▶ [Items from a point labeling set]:
------------------------------------------------------------------------

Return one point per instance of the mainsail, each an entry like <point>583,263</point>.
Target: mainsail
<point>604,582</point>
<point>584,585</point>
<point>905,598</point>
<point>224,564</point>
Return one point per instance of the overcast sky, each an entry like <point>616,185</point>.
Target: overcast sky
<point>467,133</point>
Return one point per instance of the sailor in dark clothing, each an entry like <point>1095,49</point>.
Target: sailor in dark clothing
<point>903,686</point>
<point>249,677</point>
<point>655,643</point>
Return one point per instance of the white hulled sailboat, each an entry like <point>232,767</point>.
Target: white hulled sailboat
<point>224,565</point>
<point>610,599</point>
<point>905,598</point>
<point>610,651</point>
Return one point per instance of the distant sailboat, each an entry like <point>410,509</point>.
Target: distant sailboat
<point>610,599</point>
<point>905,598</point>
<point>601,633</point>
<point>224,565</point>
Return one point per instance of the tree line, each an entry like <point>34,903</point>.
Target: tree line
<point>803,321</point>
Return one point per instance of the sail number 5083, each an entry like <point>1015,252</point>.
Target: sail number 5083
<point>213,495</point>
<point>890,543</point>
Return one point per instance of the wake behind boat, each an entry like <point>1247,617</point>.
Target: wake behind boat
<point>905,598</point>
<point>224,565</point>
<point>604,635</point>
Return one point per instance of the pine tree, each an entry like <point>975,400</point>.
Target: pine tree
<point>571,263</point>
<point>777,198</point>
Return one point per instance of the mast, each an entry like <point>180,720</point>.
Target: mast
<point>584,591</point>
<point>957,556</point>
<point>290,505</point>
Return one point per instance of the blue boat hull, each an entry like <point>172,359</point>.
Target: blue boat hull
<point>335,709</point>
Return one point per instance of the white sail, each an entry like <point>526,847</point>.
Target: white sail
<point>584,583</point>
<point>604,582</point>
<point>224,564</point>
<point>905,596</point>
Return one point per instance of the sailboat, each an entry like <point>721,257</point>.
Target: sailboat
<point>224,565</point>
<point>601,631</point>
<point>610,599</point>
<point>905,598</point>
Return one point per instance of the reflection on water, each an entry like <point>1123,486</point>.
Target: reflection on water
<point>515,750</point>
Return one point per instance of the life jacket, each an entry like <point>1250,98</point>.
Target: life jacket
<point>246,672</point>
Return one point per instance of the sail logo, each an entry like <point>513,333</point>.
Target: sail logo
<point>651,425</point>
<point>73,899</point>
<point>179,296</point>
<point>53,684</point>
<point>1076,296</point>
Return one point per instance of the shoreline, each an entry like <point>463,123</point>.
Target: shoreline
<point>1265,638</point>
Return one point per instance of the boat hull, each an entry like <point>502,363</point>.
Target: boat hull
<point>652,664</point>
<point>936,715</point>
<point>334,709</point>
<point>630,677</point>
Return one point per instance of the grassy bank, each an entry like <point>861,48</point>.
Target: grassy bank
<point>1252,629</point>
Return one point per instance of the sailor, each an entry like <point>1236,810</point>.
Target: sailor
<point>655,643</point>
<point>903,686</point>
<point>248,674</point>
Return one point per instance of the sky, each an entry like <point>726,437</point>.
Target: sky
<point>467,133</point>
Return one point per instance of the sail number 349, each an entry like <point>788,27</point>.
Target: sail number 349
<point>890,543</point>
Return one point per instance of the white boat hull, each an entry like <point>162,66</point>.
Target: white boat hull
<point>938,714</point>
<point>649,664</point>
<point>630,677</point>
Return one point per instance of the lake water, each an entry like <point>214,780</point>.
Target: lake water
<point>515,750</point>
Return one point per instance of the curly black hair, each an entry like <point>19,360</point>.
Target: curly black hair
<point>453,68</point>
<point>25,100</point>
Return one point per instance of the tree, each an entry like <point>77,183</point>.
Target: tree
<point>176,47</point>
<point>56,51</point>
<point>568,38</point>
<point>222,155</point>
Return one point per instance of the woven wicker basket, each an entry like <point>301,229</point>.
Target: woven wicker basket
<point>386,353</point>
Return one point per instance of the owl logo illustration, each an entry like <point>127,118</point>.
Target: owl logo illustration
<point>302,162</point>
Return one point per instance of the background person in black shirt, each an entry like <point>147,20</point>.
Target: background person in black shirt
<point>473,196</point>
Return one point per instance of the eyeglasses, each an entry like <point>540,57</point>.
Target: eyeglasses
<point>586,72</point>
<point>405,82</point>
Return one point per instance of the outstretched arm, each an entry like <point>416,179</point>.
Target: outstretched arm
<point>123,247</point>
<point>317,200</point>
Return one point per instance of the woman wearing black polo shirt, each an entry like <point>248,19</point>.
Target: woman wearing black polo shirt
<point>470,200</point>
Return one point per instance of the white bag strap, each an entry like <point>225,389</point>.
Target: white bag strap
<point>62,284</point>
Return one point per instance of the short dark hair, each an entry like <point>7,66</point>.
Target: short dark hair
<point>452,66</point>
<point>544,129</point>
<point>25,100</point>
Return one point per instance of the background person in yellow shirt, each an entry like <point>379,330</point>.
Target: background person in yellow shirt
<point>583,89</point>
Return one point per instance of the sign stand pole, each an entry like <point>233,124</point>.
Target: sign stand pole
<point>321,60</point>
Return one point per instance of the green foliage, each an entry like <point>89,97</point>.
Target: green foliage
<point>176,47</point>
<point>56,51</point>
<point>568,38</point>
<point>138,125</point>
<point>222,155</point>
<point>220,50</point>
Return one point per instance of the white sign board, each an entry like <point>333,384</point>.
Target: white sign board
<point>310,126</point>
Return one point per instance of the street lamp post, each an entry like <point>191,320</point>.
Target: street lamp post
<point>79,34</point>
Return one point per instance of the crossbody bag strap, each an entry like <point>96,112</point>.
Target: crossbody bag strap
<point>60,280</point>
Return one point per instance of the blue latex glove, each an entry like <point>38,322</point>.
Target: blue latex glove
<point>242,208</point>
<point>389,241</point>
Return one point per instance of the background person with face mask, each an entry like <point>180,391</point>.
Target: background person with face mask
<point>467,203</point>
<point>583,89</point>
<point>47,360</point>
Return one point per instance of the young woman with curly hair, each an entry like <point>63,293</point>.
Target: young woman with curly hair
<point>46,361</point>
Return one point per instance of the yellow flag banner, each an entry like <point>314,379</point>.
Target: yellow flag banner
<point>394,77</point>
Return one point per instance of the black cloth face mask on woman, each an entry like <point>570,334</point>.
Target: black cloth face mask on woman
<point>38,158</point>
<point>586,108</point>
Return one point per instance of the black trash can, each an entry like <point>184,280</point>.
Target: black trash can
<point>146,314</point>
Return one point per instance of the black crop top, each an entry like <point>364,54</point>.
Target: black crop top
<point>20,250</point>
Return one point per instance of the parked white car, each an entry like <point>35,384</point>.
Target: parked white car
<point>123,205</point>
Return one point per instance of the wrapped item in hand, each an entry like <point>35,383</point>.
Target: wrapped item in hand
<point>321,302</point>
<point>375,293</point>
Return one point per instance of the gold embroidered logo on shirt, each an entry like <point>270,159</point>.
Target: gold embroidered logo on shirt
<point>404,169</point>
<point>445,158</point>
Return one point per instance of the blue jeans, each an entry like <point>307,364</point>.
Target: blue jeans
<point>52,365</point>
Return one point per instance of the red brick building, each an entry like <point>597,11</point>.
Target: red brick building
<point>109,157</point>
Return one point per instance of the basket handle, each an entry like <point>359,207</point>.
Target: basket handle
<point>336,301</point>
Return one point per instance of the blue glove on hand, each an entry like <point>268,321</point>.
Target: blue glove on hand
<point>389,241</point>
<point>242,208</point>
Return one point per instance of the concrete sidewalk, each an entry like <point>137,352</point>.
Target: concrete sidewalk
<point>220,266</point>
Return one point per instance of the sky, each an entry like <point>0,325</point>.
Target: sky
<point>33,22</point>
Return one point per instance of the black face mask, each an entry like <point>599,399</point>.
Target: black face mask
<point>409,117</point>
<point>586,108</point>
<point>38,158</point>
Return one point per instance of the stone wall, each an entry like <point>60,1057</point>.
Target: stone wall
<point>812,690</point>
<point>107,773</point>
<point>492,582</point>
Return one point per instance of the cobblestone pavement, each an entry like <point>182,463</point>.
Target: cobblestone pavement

------------------------------------------------------------------------

▶ [Challenge]:
Reproduce word for word the stretch of items from the very beginning through the line containing "<point>610,651</point>", with both ends included.

▶ [Correct result]:
Return one point per instance of the mainsail, each an entry like <point>583,263</point>.
Target: mainsail
<point>604,582</point>
<point>584,585</point>
<point>905,598</point>
<point>224,564</point>
Return one point per instance of the overcast sky, each an entry like <point>616,185</point>.
Target: overcast sky
<point>467,133</point>
Return one point per instance of the sailor in dark clothing, each an entry like <point>1095,49</point>.
Target: sailor in dark clothing
<point>903,686</point>
<point>249,677</point>
<point>655,643</point>
Return one point per instance of the white hulled sailboat, each an entry like <point>232,767</point>.
Target: white hulled sailboat
<point>224,565</point>
<point>610,599</point>
<point>905,598</point>
<point>610,651</point>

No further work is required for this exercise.